# Supplied material
———

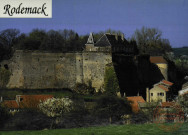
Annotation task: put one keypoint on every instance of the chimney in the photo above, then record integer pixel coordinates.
(147, 95)
(1, 99)
(122, 37)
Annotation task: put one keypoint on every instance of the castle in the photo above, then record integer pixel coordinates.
(47, 70)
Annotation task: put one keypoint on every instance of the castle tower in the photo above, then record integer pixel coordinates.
(89, 46)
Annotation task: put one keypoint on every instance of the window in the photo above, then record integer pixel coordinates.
(161, 94)
(21, 99)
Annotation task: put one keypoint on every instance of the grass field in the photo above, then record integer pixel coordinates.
(142, 129)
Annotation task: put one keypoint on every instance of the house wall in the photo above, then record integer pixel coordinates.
(43, 70)
(155, 97)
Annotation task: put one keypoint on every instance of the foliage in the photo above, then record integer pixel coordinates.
(82, 88)
(111, 84)
(149, 41)
(112, 107)
(28, 120)
(55, 107)
(3, 115)
(139, 118)
(8, 38)
(4, 77)
(180, 51)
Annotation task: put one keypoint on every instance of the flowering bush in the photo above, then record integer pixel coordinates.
(55, 107)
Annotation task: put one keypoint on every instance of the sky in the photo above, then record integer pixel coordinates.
(85, 16)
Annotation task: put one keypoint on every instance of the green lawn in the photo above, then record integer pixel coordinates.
(142, 129)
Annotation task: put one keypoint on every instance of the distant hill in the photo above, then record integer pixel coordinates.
(180, 51)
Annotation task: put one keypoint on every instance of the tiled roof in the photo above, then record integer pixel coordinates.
(110, 39)
(11, 104)
(135, 100)
(157, 59)
(167, 82)
(163, 87)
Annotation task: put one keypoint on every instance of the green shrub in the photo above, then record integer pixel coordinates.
(112, 107)
(3, 116)
(55, 107)
(82, 88)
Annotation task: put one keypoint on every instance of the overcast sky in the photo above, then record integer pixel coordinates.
(85, 16)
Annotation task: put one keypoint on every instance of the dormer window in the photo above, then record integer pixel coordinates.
(21, 99)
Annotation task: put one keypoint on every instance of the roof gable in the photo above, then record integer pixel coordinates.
(163, 87)
(167, 82)
(135, 100)
(103, 41)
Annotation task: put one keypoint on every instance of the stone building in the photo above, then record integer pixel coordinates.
(47, 70)
(113, 43)
(162, 65)
(158, 92)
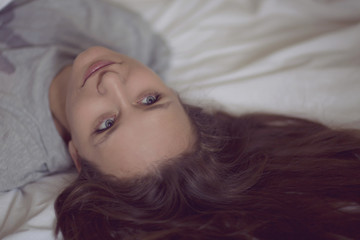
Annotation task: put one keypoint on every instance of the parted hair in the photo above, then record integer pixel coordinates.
(255, 176)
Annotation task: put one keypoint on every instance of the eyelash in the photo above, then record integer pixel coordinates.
(156, 96)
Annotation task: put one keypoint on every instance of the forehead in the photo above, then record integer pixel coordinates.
(145, 139)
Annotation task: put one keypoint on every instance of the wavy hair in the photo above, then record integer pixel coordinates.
(256, 176)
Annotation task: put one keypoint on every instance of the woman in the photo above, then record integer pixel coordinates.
(35, 133)
(250, 177)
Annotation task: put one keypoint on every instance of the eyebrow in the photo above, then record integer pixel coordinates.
(161, 106)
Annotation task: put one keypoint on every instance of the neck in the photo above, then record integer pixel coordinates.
(57, 99)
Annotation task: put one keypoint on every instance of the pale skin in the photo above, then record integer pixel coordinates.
(123, 118)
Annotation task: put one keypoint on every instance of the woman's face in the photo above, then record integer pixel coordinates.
(121, 116)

———

# Try it
Each entry should be set down exactly, pictures excluded.

# Final answer
Annotation task: put one keypoint on every instance of the chimney in the photo above, then record integer pixel coordinates.
(147, 95)
(1, 99)
(122, 37)
Annotation task: put one keypoint on every instance of the castle in the photo above, then record integer pixel coordinates.
(47, 70)
Annotation task: put one keypoint on every instance of the castle tower in the photo above, then record integer pixel coordinates.
(89, 46)
Annotation task: put one keypoint on every instance of the window in the photo above, then record integer pixel coordinates.
(161, 94)
(21, 99)
Annotation task: put one keypoint on every instance of the grass field in the photo above, then record integer pixel coordinates.
(142, 129)
Annotation task: put one keypoint on every instance of the house wall in the photo above, then record integer pixel coordinates.
(43, 70)
(155, 97)
Annotation task: put one keypoint on every instance of the foliage in the photo above, then record integer pixel coordinates.
(82, 88)
(111, 84)
(149, 41)
(112, 107)
(28, 120)
(55, 107)
(3, 115)
(139, 118)
(8, 38)
(4, 77)
(180, 51)
Annotation task: put one keypoint on every instance of the flowering bush in the photo above, then record integer pixel coordinates.
(55, 107)
Annotation task: put one keypoint on every instance of the sky in the photo above, then record integer pixel coordinates.
(85, 16)
Annotation task: put one keypoint on every instance of the green lawn in the photo above, then record integer pixel coordinates.
(142, 129)
Annotation task: put one keypoint on every instance of the distant hill in the photo above, then record integer pixel coordinates.
(180, 51)
Annotation task: put one keypoint on every instance of the tiled roof in the photo above, then record integer pixel coordinates.
(110, 39)
(11, 104)
(135, 100)
(157, 59)
(167, 82)
(163, 87)
Annotation task: put one keypoint on every instance of the green shrub in the photo above, then record integer pixel coordinates.
(112, 107)
(3, 116)
(55, 107)
(82, 88)
Annotation task: put one keypoint on every instance of the overcast sky in the photo above, then record integer pixel coordinates.
(85, 16)
Annotation task: put one keypoint on every instance of the dormer window in the photo above, then record integer pixel coordinates.
(21, 99)
Annotation task: put one keypoint on every instance of the roof gable in the photo above, then record integer pixel coordinates.
(163, 87)
(167, 82)
(135, 100)
(103, 41)
Annotation task: put one keypoint on every instance of the stone building in the photo above, then record integer pixel coordinates.
(47, 70)
(113, 43)
(162, 65)
(158, 92)
Annotation task: put one keypoint on every instance of the parted hair in the photo above, then record integer pixel coordinates.
(255, 176)
Annotation task: put one keypoint on every instance of the eyelash in the photo above, then record integer pixel coordinates.
(156, 96)
Annotation task: put one keypoint on every instance of the forehead in the photo above, then record integer pixel coordinates.
(145, 139)
Annotation task: put one keypoint on every instance of the wavy hair in the photo above, then record integer pixel coordinates.
(256, 176)
Annotation task: put one keypoint on every instance of the woman in the photo above, then record integer pixel coordinates.
(35, 133)
(250, 177)
Annotation task: put one keypoint on every instance of the eyebrow in the photo above, then record integer pixel coordinates.
(161, 106)
Annotation task: put one keypoint on every instance of the neck in the photo above, then record integer pixel coordinates.
(57, 99)
Annotation task: put one keypoint on every instance of the pale skin in the photo above, then record integer pixel coordinates.
(123, 118)
Annotation task: put one keypoint on every instance of the woman's face in the photo above, then record integer pixel coordinates.
(121, 116)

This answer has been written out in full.